> _Aim_
Extend the page excerpt on construction retainage and final payment, picking up after its last sentence.

> _Page excerpt_
Retainage is standard in commercial construction and smart practice for residential projects over $50,000. If your contract doesn’t include it, consider asking for it.
Here’s how it works: If the contract calls for 10% retainage, and a progress payment is calculated at $10,000, you pay $9,000 and hold back $1,000. Over the full project, the retained amounts add up — and that pool of money gives you leverage to ensure the job is finished properly.
What is final payment?
Final payment is the last check you write — the one that closes out the project. It should be the smallest payment in the schedule, because it’s your final bit of leverage.
For a step-by-step closeout checklist, see final payment: what to check first.
When to make final payment
This is important: final payment comes AFTER you’re satisfied that everything is complete. Not after you’ve walked through the house. Not after the contractor says they’re “basically done.” After the punch list is complete, after systems have been tested, after warranties and documentation have been handed over.

> _Data provided_
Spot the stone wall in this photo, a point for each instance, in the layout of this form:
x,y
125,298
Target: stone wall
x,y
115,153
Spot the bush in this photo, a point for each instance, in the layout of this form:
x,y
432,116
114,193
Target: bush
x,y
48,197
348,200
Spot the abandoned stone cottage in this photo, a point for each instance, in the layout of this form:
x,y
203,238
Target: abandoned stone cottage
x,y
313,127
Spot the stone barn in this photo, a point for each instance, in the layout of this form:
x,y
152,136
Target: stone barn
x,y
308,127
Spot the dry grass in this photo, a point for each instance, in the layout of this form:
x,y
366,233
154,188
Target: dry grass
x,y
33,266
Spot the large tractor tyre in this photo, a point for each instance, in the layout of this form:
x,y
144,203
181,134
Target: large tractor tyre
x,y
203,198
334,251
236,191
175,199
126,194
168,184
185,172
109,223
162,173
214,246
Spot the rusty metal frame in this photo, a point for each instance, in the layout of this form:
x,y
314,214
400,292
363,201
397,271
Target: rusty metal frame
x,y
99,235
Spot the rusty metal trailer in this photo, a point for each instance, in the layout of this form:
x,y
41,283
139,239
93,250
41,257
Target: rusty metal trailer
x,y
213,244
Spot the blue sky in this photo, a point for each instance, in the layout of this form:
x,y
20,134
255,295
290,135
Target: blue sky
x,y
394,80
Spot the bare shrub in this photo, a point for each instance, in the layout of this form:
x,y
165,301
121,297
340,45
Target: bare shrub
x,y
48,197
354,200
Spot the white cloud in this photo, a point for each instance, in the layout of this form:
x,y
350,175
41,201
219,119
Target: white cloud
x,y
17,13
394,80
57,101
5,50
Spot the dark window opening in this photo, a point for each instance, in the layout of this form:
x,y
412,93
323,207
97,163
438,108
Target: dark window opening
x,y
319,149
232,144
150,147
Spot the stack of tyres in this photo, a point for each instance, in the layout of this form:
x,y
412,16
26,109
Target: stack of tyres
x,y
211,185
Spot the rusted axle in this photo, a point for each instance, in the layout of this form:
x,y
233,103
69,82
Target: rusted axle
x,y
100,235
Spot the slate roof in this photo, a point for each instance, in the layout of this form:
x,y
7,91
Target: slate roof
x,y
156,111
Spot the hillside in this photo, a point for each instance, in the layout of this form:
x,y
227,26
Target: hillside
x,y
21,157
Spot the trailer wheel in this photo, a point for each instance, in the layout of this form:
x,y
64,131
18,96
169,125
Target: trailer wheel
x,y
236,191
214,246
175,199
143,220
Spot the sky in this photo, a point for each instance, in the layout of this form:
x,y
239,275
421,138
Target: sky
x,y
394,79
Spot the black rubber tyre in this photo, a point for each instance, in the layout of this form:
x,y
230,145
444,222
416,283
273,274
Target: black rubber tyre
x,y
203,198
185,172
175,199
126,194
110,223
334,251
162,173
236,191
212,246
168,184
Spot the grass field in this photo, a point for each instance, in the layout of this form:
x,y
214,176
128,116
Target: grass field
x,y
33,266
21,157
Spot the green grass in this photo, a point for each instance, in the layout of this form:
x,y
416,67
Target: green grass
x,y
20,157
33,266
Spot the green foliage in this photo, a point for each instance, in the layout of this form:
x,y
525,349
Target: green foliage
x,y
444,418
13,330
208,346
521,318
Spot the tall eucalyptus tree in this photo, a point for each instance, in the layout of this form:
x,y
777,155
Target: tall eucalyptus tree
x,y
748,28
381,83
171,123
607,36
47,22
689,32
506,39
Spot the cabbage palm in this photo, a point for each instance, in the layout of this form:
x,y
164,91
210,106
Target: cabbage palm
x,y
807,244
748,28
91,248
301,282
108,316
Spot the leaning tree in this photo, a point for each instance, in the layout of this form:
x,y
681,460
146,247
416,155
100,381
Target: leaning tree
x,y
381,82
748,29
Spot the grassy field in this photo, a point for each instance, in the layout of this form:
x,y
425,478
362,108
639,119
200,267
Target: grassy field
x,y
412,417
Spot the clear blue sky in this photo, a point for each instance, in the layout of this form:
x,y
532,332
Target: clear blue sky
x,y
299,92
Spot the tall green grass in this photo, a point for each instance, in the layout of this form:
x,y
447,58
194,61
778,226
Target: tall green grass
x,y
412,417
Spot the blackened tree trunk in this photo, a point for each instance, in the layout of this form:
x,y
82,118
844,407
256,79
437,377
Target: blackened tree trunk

> _Response_
A good rule of thumb: don’t make final payment until at least 30 days after substantial completion. That gives you time to live with the space, notice issues, and get them resolved.
What to verify before final payment
Before you release the final check, run through this checklist:
Punch list complete. Every item on the punch list has been addressed to your satisfaction.
If the punch list itself is still fuzzy, use punch list basics before final payment to define what is actually incomplete before you release money.
All systems tested. Run the dishwasher. Flush every toilet. Turn on every faucet. Test every light switch. Run the HVAC system through a full cycle. Make sure everything works the way it should.
Lien waivers collected. You have unconditional lien waivers from the general contractor, all subcontractors, and all material suppliers who worked on your project. This means no one can come back later and file a lien against your home.
Warranty information delivered. You have written warranty documents for labor, materials, and installed equipment. Know what’s covered, for how long, and how to make a claim.
Operation manuals and maintenance instructions. For appliances, HVAC equipment, water heaters, smart home systems, and anything else that requires regular maintenance.
Final inspection passed (if applicable). If the work required permits, the final inspection should have passed before you make final payment.
How much should final payment be?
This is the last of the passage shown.